* **Direction**:
Pick out each line of the material below that contains the string "forested", treating uppercase and lowercase as different, and copy those lines.

[Region labeling entries]
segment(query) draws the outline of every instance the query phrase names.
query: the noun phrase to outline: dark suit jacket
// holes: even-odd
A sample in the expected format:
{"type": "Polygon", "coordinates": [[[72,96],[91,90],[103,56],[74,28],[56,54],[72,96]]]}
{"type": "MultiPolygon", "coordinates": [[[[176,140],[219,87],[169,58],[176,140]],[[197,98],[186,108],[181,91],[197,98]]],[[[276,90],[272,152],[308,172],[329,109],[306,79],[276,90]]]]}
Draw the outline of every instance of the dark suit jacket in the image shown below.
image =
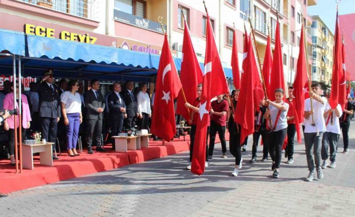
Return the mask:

...

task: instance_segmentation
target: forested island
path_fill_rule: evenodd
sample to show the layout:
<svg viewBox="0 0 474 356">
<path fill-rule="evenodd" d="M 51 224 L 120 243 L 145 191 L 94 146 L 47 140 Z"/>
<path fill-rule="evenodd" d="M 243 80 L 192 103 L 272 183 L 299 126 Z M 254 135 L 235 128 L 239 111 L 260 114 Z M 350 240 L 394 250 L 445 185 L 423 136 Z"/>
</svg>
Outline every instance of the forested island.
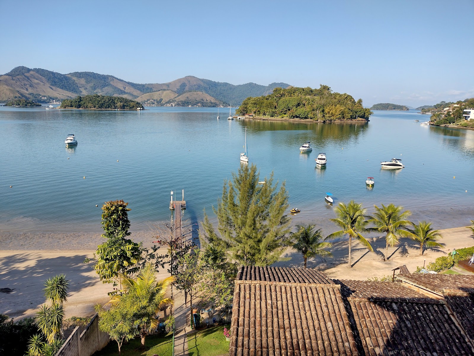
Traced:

* **Written solution**:
target: forested island
Outline every instance of the forested island.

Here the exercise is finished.